## Data for processing
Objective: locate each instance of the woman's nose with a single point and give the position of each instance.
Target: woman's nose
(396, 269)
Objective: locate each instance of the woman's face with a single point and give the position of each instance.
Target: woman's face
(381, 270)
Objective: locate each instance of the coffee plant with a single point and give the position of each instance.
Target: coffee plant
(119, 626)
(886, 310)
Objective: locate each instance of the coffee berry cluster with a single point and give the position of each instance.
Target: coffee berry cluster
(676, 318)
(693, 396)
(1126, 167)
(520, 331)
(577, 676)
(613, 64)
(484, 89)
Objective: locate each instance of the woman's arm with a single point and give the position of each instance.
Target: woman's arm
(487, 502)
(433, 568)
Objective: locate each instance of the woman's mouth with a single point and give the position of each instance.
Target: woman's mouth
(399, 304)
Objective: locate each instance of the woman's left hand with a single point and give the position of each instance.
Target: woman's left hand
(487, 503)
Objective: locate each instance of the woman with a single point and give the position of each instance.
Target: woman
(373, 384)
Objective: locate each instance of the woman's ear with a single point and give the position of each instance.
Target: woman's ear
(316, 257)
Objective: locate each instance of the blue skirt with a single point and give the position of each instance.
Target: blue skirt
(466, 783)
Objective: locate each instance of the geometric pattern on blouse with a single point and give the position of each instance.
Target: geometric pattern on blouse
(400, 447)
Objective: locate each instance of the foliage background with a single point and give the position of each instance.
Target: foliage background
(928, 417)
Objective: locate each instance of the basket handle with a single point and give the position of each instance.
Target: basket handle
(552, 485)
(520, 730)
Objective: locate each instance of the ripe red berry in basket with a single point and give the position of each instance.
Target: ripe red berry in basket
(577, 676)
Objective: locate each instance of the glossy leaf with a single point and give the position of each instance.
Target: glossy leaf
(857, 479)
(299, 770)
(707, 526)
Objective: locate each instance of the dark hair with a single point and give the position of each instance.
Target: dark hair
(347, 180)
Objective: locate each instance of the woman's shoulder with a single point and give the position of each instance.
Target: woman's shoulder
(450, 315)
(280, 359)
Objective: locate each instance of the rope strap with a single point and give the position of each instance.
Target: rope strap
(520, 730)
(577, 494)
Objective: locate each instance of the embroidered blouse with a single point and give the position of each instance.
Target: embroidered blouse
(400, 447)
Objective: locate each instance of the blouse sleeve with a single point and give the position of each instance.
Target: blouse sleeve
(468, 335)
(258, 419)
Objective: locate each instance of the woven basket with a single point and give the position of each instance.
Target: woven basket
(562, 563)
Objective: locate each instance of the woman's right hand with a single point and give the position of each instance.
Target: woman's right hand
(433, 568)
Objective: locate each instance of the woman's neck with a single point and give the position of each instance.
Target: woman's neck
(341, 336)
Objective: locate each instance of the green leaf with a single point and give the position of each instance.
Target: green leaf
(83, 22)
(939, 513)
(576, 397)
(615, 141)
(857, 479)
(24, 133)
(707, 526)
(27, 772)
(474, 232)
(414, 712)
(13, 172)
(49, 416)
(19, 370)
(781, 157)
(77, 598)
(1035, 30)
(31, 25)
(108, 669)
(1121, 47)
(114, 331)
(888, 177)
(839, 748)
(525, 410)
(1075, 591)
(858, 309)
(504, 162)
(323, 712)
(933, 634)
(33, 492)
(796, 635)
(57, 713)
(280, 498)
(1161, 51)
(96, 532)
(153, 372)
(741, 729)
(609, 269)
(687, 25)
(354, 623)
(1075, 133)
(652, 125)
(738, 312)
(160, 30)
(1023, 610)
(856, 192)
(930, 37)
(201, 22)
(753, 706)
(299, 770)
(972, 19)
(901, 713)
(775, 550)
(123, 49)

---

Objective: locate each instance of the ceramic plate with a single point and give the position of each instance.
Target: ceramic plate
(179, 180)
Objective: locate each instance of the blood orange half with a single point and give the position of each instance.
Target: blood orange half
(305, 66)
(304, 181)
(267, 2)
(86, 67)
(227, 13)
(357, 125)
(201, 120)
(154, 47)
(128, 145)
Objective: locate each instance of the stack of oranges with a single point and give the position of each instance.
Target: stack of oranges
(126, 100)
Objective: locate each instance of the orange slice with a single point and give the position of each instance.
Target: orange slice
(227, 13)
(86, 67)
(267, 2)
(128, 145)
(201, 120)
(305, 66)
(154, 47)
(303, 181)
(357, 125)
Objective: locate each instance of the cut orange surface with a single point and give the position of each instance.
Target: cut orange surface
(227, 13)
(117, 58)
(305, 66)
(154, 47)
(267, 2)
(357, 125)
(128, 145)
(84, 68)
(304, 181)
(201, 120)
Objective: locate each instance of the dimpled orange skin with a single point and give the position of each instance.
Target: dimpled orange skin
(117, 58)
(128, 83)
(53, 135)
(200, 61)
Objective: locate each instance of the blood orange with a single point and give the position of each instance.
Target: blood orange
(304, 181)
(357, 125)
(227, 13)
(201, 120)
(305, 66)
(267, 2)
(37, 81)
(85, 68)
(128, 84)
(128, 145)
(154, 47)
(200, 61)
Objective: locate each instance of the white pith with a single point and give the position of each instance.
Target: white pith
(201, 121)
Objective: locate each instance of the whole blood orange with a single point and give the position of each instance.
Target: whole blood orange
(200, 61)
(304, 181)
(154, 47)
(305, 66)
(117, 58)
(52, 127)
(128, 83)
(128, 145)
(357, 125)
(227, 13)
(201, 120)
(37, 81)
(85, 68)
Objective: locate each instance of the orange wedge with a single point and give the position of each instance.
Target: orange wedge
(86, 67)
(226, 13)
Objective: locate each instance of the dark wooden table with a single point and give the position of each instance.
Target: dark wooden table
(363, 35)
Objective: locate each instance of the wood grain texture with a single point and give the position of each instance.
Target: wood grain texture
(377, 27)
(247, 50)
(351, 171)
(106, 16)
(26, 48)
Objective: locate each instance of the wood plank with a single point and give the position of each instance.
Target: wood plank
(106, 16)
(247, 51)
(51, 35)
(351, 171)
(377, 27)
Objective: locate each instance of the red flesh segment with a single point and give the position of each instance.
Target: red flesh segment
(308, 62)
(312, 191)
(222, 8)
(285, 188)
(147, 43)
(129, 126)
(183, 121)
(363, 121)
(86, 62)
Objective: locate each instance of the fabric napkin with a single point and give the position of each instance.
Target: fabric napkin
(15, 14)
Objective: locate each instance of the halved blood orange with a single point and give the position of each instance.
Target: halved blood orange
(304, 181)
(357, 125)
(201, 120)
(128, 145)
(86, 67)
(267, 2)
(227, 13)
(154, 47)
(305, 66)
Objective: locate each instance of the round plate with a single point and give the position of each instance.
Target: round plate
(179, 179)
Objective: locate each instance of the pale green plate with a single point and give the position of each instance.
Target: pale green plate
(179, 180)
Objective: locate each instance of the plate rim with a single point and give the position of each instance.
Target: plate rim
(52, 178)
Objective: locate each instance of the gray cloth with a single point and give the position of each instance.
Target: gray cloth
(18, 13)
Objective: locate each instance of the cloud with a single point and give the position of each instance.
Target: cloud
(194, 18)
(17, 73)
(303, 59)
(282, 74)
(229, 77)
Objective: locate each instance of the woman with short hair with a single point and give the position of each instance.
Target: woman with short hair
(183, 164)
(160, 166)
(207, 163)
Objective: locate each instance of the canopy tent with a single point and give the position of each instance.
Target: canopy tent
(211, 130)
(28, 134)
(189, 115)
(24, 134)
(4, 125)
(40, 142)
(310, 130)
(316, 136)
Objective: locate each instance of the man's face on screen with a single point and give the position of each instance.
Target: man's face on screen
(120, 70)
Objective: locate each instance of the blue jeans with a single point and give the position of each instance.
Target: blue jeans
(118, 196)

## Goal of the exercise
Transcribe, exactly and without additions, the lines of the records above, beginning with the line that contains "Objective: locate each instance of the embroidered" and ending with the line that contains "Objective: locate each instance of the green", both included.

## Output below
Objective: locate each instance of the embroidered blouse with a single point and give the position of each instance.
Target: embroidered blouse
(400, 447)
Objective: locate each instance of the blouse sleeve with a single point and give the position of each instance.
Target: blouse sleeve
(468, 335)
(258, 419)
Objective: locate each instance of the woven basket with a single point and give the position of each instance.
Target: woven basket
(562, 563)
Objective: locate each instance of the woman's right hand with a single point and give the position of each instance.
Target: woman's right hand
(433, 568)
Objective: locate each instance of the woman's neck with a single point and give the position of each instance.
Target: woman's neck
(341, 336)
Objective: locate each instance of the green leaf with a single point and give the position of each instance.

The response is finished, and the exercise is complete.